_EXTRACTED TEXT:_
[kate] doc/katepart: Update documentation of highlight & RegExp

Sat Oct 19 21:19:38 BST 2019

Git commit b520021b17714aeec3b4a7fbffa6273c76655c6b by Dominik Haumann, on behalf of Nibaldo González.
Committed on 19/10/2019 at 20:19.
Pushed by scmsync into branch 'master'.

Update documentation of highlight & RegExp

M  +145  -2    doc/katepart/development.docbook
M  +38   -11   doc/katepart/regular-expressions.docbook

https://commits.kde.org/kate/b520021b17714aeec3b4a7fbffa6273c76655c6b

diff --git a/doc/katepart/development.docbook b/doc/katepart/development.docbook
index 93e5046e9..632adfd7e 100644
--- a/doc/katepart/development.docbook
+++ b/doc/katepart/development.docbook
@@ -339,7 +339,8 @@ In this example, the <userinput>itemData</userinput> <emphasis>Normal Text</emph
 <varlistentry>
 <term>The last part of a highlight definition is the optional
 <userinput>general</userinput> section. It may contain information
-about keywords, code folding, comments and indentation.</term>
+about keywords, code folding, comments, indentation, empty lines and
+spell checking.</term>
 
 <listitem>
 <para>The <userinput>comment</userinput> section defines with what
@@ -350,12 +351,24 @@ user presses the corresponding shortcut for <emphasis>comment/uncomment</emphasi
 <para>The <userinput>keywords</userinput> section defines whether
 keyword lists are case sensitive or not. Other attributes will be
 explained later.</para>
+<para>The other sections, <userinput>folding</userinput>,
+<userinput>emptyLines</userinput> and <userinput>spellchecking</userinput>,
+are usually not necessary and are explained later.</para>
 <programlisting>
   <general>
     <comments>
       <comment name="singleLine" start="#"/>
     </comments>
     <keywords casesensitive="1"/>
+    <folding indentationsensitive="0"/>
+    <emptyLines>
+      <emptyLine regexpr="\s+"/>
+      <emptyLine regexpr="\s*#.*"/>
+    </emptyLines>
+    <spellchecking>
+      <encoding char="á" string="\'a"/>
+      <encoding char="à" string="\`a"/>
+    </spellchecking>
   </general>
 </language>
 </programlisting>
@@ -397,6 +410,10 @@ to the context specified in fallthroughContext if no rule matches.

_STATED EXERCISE A:_ In the commit notice, which branch was the change pushed into?

_DATA FOR THIS EXERCISE:_
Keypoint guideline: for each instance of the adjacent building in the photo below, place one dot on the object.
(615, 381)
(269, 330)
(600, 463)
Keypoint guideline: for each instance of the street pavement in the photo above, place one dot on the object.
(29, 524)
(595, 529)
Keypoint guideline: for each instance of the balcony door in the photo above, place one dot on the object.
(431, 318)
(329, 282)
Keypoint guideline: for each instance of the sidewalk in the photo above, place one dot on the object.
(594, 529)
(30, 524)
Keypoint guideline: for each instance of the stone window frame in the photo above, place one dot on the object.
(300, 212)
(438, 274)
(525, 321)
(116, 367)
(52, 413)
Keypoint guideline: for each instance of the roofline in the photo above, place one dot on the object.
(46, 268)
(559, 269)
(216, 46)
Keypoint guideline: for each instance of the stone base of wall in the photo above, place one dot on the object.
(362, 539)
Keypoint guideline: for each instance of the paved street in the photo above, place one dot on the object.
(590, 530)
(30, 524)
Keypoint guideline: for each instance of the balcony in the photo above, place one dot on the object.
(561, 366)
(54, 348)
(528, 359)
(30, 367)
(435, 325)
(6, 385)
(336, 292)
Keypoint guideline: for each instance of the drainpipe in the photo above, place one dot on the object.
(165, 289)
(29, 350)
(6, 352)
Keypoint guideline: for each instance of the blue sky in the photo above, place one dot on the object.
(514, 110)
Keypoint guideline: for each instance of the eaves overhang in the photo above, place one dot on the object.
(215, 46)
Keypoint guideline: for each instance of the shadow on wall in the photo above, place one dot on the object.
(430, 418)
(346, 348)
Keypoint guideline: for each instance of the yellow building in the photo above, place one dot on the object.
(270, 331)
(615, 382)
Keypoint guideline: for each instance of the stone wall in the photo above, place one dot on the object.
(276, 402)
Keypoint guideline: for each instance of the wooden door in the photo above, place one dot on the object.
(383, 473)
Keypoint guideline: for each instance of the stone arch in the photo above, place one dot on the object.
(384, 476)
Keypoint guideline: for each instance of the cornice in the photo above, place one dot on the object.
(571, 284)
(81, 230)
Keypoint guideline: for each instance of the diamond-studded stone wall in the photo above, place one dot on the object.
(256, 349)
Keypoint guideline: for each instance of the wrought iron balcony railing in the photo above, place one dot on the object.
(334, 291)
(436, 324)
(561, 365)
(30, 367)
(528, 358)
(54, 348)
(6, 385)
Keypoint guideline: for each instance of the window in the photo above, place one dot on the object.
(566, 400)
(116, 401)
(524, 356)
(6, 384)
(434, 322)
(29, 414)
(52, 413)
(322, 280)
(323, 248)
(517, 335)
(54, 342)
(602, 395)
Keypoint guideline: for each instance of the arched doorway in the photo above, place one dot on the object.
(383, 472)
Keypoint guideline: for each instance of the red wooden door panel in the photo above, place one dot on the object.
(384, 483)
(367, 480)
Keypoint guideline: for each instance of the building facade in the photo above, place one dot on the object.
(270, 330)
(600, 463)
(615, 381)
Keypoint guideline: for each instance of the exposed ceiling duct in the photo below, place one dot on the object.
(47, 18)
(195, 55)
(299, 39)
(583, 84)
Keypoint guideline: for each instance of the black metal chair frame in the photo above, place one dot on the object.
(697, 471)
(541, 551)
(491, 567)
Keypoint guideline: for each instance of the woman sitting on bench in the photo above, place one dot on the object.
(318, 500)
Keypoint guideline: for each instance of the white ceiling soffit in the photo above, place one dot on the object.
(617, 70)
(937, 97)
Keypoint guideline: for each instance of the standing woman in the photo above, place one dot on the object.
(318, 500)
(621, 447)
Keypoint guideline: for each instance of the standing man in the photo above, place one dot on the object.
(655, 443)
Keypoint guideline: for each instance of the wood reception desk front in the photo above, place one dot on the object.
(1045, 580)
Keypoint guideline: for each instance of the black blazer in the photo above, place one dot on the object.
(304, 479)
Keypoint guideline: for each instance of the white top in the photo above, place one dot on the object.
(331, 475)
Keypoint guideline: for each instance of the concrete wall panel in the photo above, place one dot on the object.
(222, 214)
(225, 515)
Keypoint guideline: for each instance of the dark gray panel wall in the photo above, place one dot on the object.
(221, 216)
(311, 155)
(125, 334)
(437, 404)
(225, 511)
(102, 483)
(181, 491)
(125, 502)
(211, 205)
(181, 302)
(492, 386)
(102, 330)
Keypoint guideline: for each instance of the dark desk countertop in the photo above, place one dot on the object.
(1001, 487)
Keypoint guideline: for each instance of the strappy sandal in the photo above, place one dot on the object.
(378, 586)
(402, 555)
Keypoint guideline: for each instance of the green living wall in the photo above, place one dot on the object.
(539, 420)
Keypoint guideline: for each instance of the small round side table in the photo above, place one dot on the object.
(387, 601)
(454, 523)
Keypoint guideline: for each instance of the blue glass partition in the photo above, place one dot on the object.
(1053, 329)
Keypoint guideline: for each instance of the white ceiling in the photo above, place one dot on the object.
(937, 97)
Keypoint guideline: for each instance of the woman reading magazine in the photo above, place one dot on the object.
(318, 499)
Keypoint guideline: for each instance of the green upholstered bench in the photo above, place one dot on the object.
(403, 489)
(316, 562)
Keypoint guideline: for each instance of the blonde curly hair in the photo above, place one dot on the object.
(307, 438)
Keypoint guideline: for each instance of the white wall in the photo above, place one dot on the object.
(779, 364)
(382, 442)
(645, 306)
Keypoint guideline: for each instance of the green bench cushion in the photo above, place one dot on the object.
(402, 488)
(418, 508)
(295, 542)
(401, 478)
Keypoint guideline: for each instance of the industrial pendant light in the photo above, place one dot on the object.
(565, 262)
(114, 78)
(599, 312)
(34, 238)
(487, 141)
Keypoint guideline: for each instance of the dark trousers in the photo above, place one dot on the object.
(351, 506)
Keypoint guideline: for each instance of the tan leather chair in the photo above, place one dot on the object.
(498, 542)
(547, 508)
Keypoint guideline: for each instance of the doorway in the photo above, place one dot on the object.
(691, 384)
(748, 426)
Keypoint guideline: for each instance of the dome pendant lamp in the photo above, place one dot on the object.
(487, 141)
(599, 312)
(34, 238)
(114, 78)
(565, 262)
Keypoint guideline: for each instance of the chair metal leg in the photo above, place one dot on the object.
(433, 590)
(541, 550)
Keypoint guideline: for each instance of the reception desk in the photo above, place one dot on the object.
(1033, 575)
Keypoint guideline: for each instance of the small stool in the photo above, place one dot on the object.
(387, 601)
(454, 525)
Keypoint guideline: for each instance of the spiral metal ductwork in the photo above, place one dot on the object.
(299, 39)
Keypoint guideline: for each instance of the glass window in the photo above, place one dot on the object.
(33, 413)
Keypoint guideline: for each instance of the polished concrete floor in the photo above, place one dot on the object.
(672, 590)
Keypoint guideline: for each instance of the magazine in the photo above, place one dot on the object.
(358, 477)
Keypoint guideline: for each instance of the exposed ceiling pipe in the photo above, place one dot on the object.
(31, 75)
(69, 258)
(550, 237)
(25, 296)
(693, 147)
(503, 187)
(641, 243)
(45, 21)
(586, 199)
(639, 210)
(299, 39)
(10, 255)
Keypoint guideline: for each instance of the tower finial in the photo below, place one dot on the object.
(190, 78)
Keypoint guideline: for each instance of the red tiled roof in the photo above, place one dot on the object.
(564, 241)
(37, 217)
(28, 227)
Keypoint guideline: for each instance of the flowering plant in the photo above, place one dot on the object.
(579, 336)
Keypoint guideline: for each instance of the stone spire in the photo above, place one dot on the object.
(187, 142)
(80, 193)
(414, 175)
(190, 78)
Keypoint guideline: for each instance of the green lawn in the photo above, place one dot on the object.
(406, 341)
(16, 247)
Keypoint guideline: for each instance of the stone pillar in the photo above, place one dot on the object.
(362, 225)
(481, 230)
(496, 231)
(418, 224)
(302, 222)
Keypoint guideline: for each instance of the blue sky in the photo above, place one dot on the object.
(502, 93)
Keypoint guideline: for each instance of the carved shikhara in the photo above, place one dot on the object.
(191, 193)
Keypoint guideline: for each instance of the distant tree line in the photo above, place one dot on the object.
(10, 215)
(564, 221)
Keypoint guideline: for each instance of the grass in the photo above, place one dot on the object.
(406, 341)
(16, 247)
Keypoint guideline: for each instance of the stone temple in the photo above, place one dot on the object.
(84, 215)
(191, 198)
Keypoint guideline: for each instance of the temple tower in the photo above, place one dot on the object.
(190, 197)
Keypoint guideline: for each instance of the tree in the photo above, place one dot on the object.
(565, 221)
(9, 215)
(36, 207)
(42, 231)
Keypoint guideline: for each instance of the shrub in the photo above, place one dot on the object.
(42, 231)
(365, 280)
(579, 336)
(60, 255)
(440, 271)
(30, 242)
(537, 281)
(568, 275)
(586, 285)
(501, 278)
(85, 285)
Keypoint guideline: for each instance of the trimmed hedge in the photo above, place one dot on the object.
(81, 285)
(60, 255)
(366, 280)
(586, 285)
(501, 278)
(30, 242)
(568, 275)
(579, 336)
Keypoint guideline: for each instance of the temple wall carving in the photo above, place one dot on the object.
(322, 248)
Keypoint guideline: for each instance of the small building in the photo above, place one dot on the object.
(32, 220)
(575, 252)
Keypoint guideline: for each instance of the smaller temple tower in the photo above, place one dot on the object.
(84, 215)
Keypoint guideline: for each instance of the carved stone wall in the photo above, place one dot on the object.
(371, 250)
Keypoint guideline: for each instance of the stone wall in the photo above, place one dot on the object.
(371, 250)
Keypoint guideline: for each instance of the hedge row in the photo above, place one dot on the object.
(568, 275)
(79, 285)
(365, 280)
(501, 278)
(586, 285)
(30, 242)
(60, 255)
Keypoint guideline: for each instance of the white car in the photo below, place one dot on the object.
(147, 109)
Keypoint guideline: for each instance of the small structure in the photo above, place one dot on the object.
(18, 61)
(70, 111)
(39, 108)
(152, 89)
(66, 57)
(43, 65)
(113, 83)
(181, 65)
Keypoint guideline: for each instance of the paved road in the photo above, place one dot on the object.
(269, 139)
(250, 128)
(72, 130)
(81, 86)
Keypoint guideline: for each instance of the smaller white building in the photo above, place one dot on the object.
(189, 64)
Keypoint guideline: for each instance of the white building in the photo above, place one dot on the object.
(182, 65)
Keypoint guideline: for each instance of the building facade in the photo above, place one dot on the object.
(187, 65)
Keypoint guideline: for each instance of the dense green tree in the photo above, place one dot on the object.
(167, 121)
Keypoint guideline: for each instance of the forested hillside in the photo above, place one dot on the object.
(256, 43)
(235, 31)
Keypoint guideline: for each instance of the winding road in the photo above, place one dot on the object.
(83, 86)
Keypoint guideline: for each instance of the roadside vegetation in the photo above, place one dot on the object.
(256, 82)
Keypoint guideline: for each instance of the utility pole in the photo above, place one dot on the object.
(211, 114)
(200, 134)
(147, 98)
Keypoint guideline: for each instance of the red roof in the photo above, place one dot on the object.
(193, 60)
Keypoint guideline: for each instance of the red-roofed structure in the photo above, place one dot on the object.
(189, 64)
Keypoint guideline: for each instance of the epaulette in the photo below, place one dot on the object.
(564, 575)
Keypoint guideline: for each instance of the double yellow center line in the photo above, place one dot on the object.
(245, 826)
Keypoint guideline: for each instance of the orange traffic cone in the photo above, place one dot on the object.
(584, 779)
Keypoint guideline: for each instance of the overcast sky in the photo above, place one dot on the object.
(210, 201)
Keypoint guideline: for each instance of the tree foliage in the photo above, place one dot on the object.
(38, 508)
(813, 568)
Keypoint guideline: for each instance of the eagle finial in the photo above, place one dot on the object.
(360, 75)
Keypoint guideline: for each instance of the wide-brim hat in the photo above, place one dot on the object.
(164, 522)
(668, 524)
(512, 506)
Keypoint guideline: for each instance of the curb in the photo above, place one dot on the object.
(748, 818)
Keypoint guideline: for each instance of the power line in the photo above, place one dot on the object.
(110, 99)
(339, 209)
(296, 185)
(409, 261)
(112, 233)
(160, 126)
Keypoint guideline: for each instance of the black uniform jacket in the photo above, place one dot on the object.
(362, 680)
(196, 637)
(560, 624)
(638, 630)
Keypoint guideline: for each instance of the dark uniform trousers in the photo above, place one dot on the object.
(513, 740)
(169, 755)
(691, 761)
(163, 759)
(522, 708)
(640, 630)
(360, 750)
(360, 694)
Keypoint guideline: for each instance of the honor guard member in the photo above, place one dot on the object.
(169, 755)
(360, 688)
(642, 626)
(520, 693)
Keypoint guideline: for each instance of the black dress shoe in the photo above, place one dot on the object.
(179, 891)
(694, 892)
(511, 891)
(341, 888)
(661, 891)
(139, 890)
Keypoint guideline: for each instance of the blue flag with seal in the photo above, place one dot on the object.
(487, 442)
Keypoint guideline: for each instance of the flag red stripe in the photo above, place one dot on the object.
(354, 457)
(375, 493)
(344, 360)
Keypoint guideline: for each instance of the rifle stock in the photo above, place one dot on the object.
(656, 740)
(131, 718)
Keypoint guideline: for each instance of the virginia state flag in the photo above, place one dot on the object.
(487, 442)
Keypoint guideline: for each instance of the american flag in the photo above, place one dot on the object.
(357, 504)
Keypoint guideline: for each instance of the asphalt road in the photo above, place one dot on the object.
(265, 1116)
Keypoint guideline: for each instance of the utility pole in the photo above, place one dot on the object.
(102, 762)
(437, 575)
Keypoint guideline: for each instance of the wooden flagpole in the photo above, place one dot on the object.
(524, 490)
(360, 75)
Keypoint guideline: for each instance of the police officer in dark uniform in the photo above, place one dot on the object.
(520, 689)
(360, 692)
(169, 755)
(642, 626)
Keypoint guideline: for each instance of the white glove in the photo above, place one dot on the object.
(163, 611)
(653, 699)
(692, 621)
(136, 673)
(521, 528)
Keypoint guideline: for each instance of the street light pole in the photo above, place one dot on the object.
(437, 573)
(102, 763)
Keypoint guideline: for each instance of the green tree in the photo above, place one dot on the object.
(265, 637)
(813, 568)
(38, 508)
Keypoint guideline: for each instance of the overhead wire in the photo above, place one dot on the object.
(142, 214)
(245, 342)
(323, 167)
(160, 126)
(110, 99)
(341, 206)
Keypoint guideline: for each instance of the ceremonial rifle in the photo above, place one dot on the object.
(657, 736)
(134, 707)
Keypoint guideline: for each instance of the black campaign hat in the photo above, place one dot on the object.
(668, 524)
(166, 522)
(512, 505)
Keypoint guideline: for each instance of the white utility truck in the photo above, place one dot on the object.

_STATED EXERCISE B:_ Return every line of the listing that contains the word "blue".

_FULL SOLUTION A:_ The change was pushed into the 'master' branch.

_FULL SOLUTION B:_
Keypoint guideline: for each instance of the blue sky in the photo above, place one dot on the object.
Keypoint guideline: for each instance of the blue glass partition in the photo above, place one dot on the object.
Keypoint guideline: for each instance of the blue sky in the photo above, place one dot on the object.
Keypoint guideline: for each instance of the blue flag with seal in the photo above, place one dot on the object.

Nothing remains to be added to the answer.